[Entries taken from a collection]
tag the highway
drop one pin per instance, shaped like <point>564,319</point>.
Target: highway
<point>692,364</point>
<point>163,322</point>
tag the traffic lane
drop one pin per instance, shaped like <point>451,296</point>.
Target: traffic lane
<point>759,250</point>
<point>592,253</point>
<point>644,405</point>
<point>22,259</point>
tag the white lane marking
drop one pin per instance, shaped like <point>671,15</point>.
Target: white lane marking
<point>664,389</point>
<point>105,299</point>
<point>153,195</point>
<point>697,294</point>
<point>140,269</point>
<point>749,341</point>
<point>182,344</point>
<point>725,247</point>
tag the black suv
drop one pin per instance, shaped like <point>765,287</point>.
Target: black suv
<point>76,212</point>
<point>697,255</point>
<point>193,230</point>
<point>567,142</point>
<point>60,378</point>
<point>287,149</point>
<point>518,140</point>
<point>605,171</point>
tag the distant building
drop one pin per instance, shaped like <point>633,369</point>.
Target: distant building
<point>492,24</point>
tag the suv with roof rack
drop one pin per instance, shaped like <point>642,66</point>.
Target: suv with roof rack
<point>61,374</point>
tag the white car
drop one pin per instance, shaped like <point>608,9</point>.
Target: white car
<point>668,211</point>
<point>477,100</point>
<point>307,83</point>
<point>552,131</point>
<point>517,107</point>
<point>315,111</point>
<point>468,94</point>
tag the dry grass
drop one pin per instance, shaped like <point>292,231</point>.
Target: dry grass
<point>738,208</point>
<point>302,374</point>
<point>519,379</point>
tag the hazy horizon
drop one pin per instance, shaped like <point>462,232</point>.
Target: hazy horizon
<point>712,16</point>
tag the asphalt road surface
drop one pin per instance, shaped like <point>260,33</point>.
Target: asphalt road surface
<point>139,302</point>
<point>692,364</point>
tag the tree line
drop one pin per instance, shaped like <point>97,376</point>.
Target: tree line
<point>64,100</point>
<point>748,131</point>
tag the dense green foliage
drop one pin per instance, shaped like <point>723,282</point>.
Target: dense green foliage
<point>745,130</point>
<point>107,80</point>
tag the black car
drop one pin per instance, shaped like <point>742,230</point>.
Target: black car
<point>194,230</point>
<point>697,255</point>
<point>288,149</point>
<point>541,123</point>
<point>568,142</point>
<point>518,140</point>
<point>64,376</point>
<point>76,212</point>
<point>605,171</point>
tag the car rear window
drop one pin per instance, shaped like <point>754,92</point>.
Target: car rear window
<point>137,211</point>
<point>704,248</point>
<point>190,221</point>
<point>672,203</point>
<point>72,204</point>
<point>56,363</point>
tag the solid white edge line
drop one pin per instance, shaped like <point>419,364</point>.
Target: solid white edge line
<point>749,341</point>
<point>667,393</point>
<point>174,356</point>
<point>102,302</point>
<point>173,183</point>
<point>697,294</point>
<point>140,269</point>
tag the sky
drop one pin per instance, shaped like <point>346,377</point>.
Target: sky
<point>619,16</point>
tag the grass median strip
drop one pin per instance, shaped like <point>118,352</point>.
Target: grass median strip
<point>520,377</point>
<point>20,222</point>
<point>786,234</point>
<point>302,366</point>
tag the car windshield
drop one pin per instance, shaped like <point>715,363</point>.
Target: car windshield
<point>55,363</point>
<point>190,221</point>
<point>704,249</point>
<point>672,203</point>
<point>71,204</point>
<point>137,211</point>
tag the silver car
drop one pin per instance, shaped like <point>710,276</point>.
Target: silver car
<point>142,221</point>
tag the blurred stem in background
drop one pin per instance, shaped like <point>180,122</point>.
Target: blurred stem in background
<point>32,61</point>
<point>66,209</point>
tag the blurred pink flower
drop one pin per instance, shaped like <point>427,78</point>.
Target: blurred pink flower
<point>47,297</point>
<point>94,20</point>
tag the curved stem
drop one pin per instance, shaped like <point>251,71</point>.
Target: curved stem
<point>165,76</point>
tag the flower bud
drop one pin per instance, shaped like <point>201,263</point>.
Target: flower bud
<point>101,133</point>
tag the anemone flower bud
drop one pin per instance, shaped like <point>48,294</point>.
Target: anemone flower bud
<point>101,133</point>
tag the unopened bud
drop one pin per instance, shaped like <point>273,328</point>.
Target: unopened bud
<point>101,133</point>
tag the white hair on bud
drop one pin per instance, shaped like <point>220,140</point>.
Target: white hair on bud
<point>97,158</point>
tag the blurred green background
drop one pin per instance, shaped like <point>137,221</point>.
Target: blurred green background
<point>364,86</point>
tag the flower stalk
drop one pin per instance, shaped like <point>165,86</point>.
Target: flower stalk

WORK REQUIRED:
Reproduce exactly the section above that begins at the line containing "drop one pin per instance, shaped like <point>48,294</point>." and ends at the line containing "drop one pin per instance, shaped like <point>220,140</point>.", leaving out all other lines.

RESULT FOR THIS TASK:
drop one pin per instance, shaped like <point>48,294</point>.
Target: anemone flower bud
<point>101,133</point>
tag the unopened bud
drop one pin per instance, shaped like <point>273,328</point>.
Target: unopened bud
<point>101,133</point>
tag the white hair on bud
drop one pin per instance, shaped like <point>220,140</point>.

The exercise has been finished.